Reproduce every line of the data below verbatim, without changing a single character.

** START Provided entries **

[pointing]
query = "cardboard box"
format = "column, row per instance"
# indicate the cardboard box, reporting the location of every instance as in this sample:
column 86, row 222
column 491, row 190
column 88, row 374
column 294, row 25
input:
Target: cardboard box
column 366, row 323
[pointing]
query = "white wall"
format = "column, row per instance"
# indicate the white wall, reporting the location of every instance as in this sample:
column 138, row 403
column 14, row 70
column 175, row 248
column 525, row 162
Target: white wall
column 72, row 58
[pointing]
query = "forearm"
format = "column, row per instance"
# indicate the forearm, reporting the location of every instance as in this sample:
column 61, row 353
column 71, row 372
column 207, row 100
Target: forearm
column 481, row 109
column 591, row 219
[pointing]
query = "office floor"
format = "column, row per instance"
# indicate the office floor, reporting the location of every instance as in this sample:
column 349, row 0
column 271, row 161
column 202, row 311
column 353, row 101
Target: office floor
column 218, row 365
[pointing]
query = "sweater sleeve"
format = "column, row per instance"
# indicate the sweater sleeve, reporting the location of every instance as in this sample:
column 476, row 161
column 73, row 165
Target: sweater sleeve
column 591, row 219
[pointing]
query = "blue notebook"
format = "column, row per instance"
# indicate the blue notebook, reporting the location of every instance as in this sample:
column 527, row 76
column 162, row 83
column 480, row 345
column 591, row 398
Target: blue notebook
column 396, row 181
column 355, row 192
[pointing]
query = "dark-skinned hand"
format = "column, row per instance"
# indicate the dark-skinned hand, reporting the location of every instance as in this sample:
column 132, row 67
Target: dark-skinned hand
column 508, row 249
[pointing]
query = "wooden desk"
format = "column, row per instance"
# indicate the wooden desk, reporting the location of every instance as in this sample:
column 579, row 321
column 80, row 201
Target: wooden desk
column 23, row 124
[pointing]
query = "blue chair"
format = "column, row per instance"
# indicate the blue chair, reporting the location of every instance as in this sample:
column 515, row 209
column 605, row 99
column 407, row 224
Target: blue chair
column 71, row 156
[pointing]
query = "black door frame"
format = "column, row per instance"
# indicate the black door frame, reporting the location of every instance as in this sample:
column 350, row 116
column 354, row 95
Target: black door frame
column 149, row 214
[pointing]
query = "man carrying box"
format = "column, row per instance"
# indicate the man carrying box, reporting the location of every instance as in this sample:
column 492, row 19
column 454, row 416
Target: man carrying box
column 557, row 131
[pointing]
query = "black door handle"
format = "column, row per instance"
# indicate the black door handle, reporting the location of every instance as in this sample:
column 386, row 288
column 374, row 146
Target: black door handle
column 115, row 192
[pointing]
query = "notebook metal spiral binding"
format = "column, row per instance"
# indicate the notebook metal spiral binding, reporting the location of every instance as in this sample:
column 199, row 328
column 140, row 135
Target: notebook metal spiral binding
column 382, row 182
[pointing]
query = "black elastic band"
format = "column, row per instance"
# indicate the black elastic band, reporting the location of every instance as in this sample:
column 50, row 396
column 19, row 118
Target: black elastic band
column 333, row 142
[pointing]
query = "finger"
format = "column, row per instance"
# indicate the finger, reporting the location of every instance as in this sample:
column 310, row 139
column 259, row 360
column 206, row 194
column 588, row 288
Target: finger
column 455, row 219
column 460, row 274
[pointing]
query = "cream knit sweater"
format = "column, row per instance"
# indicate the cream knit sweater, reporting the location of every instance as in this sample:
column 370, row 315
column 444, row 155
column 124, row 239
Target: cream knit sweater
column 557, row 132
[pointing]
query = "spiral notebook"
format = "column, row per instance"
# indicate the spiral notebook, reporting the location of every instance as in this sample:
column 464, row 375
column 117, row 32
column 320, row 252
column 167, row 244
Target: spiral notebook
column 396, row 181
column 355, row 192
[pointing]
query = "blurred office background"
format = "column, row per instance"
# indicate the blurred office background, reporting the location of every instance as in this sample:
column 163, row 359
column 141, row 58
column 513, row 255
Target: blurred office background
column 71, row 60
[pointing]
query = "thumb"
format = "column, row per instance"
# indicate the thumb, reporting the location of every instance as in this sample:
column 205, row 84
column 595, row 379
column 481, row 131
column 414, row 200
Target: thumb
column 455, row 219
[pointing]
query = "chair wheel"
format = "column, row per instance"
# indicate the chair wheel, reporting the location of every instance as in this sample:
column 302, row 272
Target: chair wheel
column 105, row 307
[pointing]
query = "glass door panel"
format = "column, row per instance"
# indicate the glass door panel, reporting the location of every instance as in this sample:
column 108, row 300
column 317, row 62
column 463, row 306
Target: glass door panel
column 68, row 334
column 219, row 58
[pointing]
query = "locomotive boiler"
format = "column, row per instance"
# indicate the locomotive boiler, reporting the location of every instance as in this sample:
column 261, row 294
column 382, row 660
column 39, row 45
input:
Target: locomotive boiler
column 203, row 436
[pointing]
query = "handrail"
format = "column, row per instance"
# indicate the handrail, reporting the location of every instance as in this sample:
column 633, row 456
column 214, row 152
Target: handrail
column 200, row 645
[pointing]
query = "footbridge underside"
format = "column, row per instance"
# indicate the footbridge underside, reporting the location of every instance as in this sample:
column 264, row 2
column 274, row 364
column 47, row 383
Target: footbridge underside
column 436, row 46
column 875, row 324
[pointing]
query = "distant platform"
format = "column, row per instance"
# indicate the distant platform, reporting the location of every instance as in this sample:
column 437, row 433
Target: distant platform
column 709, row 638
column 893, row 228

** END Provided entries **

## Written answer:
[pointing]
query = "cardboard box"
format = "column, row per instance"
# indicate the cardboard box, reporting the location of every instance as in this sample:
column 86, row 222
column 491, row 190
column 88, row 374
column 294, row 25
input:
Target: cardboard box
column 366, row 323
[pointing]
query = "white wall"
format = "column, row per instance"
# indicate the white wall, reporting the location of every instance as in this sample:
column 138, row 403
column 14, row 70
column 175, row 248
column 525, row 162
Target: white wall
column 72, row 58
[pointing]
query = "forearm"
format = "column, row per instance"
# indicate the forearm, reporting the location of every instance as in this sample:
column 61, row 353
column 71, row 372
column 207, row 100
Target: forearm
column 481, row 109
column 591, row 219
[pointing]
query = "office floor"
format = "column, row per instance"
# indicate the office floor, reporting the location of every instance as in this sample:
column 349, row 0
column 271, row 161
column 202, row 311
column 353, row 101
Target: office floor
column 218, row 365
[pointing]
query = "sweater sleeve"
format = "column, row per instance"
# indicate the sweater sleeve, reporting the location of every instance as in this sample:
column 476, row 161
column 73, row 165
Target: sweater sleeve
column 591, row 219
[pointing]
query = "blue notebook"
format = "column, row per instance"
# indicate the blue notebook, reporting the location of every instance as in this sample:
column 527, row 76
column 162, row 83
column 480, row 345
column 591, row 398
Target: blue notebook
column 396, row 181
column 355, row 192
[pointing]
query = "dark-skinned hand"
format = "column, row per instance"
# indicate the dark-skinned hand, reporting the location of every instance as in this sample:
column 132, row 67
Target: dark-skinned hand
column 508, row 249
[pointing]
query = "wooden desk"
format = "column, row per instance"
# indicate the wooden desk, reporting the location of every instance as in this sample:
column 579, row 321
column 80, row 201
Target: wooden desk
column 23, row 124
[pointing]
query = "blue chair"
format = "column, row per instance"
# indicate the blue chair, reporting the location of every instance as in this sample:
column 515, row 209
column 605, row 99
column 407, row 224
Target: blue chair
column 71, row 156
[pointing]
query = "black door frame"
format = "column, row per instance"
# indicate the black door frame, reporting the location of every instance as in this sample:
column 350, row 116
column 354, row 95
Target: black door frame
column 149, row 214
[pointing]
query = "man carrying box"
format = "column, row per instance"
# indicate the man carrying box, reporting the location of every instance as in this sample:
column 492, row 19
column 454, row 416
Target: man carrying box
column 557, row 131
[pointing]
query = "black door handle"
format = "column, row per instance"
# indicate the black door handle, reporting the location of every instance as in this sample:
column 386, row 288
column 374, row 146
Target: black door handle
column 115, row 192
[pointing]
query = "notebook metal spiral binding"
format = "column, row per instance"
# indicate the notebook metal spiral binding, reporting the location of every instance as in this sample:
column 199, row 328
column 140, row 135
Target: notebook metal spiral binding
column 382, row 182
[pointing]
query = "black elastic band"
format = "column, row per instance"
# indicate the black elastic band, reporting the location of every instance as in this sample:
column 50, row 396
column 19, row 118
Target: black elastic band
column 333, row 142
[pointing]
query = "finger"
format = "column, row per instance"
# indicate the finger, reporting the location of every instance as in this sample:
column 310, row 139
column 259, row 360
column 206, row 194
column 588, row 288
Target: finger
column 455, row 219
column 460, row 274
[pointing]
query = "cream knit sweater"
format = "column, row per instance"
# indicate the cream knit sweater, reporting the location of every instance as in this sample:
column 370, row 315
column 444, row 155
column 124, row 239
Target: cream knit sweater
column 557, row 132
[pointing]
query = "spiral notebook"
format = "column, row per instance"
# indicate the spiral notebook, reporting the location of every instance as in this sample:
column 464, row 375
column 117, row 32
column 320, row 252
column 167, row 244
Target: spiral notebook
column 396, row 181
column 355, row 192
[pointing]
query = "blurred office background"
format = "column, row per instance"
# indicate the blurred office background, reporting the location of every instance as in this sample:
column 163, row 359
column 141, row 58
column 513, row 255
Target: blurred office background
column 71, row 60
[pointing]
query = "thumb"
format = "column, row per instance"
# indicate the thumb, reporting the location of every instance as in this sample:
column 205, row 84
column 595, row 379
column 481, row 131
column 414, row 200
Target: thumb
column 455, row 219
[pointing]
query = "chair wheel"
format = "column, row per instance"
# indicate the chair wheel, reporting the location of every instance as in this sample:
column 302, row 272
Target: chair wheel
column 105, row 307
[pointing]
query = "glass door panel"
format = "column, row per instance"
# indicate the glass door panel, reporting the location of every instance as in this sample:
column 108, row 300
column 317, row 62
column 463, row 306
Target: glass door panel
column 68, row 334
column 219, row 58
[pointing]
query = "locomotive boiler"
format = "column, row per instance"
# indicate the locomotive boiler, reporting the location of every instance as in this sample:
column 261, row 294
column 382, row 660
column 39, row 45
input:
Target: locomotive boiler
column 203, row 436
[pointing]
query = "handrail"
format = "column, row per instance"
# indicate the handrail, reporting the location of every instance as in this sample:
column 633, row 456
column 214, row 152
Target: handrail
column 200, row 645
[pointing]
query = "footbridge underside"
format = "column, row per instance"
# indicate the footbridge underside, reporting the location of every instance as in this sample:
column 264, row 2
column 274, row 364
column 47, row 383
Target: footbridge underside
column 436, row 46
column 875, row 324
[pointing]
query = "distant platform"
format = "column, row per instance"
# indicate the distant platform, reporting the location of every instance as in this sample:
column 437, row 433
Target: distant platform
column 709, row 638
column 893, row 228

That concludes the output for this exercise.